● **What you are asked to do**:
Reproduce the listing below word for word, with every line kept unchanged.

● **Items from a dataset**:
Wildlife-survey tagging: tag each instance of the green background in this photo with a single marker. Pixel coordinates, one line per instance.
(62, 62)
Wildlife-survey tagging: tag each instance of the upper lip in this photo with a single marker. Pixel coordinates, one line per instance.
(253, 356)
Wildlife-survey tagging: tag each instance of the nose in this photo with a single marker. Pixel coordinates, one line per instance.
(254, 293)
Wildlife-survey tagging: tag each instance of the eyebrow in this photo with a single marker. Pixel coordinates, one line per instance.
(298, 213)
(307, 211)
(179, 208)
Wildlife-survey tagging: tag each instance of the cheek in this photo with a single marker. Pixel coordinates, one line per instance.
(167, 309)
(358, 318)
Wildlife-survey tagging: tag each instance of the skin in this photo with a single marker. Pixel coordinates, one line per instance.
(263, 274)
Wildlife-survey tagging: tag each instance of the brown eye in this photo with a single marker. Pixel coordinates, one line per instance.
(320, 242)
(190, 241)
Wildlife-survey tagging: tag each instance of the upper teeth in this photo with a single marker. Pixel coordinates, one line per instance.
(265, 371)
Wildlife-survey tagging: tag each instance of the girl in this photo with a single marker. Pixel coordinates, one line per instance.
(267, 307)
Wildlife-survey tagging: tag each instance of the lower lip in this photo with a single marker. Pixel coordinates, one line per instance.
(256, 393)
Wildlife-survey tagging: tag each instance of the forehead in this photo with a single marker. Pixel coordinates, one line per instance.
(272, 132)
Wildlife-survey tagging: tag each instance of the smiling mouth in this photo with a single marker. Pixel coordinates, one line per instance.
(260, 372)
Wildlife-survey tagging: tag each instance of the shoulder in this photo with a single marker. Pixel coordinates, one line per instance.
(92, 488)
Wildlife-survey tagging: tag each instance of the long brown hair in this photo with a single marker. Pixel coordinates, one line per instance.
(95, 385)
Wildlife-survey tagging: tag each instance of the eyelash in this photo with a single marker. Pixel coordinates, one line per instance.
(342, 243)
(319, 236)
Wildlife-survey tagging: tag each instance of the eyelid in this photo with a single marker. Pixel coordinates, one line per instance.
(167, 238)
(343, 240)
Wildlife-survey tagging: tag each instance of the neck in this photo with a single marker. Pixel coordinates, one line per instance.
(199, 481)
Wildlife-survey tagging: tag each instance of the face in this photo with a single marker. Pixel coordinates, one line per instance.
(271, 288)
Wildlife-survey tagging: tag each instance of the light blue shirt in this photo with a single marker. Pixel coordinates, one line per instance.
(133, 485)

● **Worked solution**:
Wildlife-survey tagging: tag each instance of the green background in this photo with a single marker. Pixel coordinates, one line per instance.
(62, 62)
Wildlife-survey tagging: tag each instance of the upper lip in this photo with a single marker. Pixel coordinates, one line per instance.
(253, 356)
Wildlife-survey tagging: tag each instance of the nose in this photo with a single marker. Pixel coordinates, one line per instance.
(254, 293)
Wildlife-survey tagging: tag each instance of the eyebrow in this photo with a single marker. Pixel coordinates, one line per instance.
(298, 213)
(307, 211)
(179, 208)
Wildlife-survey tagging: tag each instance of the cheek in this photo with a single marker. Pixel coordinates, one line per instance.
(167, 309)
(358, 318)
Wildlife-survey tagging: tag each instance of the skin in this photo with a single marker. Pixel coordinates, one line per instance.
(263, 274)
Wildlife-survey tagging: tag each instance of the brown eye in this photo with a single marker. Pixel coordinates, one line per instance.
(320, 242)
(190, 241)
Wildlife-survey tagging: tag each instance of the upper teeth in this photo with a single marker. Pixel coordinates, one line per instance.
(265, 371)
Wildlife-survey tagging: tag each instance of the girl in this photo with a single marker. Pixel coordinates, one line per instance.
(267, 307)
Wildlife-survey tagging: tag each instance of the lower lip in this photo with a single marker. Pixel coordinates, one line per instance.
(256, 393)
Wildlife-survey tagging: tag each instance of the forehead in this photo with a single marker. Pixel coordinates, one line per instance.
(272, 132)
Wildlife-survey tagging: tag each instance of the smiling mouth in this photo with a single marker. Pixel coordinates, one line per instance.
(260, 372)
Wildlife-survey tagging: tag each instance of the shoulder in this photo with a single marker. Pixel coordinates, one line per instance.
(92, 488)
Wildlife-survey tagging: tag each instance of the long brown hair in this photo with a single marker. Pixel coordinates, one line per instance.
(95, 385)
Wildlife-survey tagging: tag each instance of the eyelash in this photo with a single marker. Pixel coordinates, one line per instance.
(342, 243)
(319, 236)
Wildlife-survey tagging: tag each instance of the eyelid in this photo with a single marker. Pixel coordinates, one line per instance.
(167, 238)
(343, 240)
Wildlife-survey tagging: tag each instance of the neck in this photo with a single marker. Pixel coordinates, one line per instance.
(199, 481)
Wildlife-survey tagging: tag each instance of the face in this photo with a single marker. Pixel coordinates, one line per instance.
(271, 288)
Wildlife-survey tagging: tag each instance of the light blue shirt in this photo with a single marker. Pixel coordinates, one line per instance.
(133, 485)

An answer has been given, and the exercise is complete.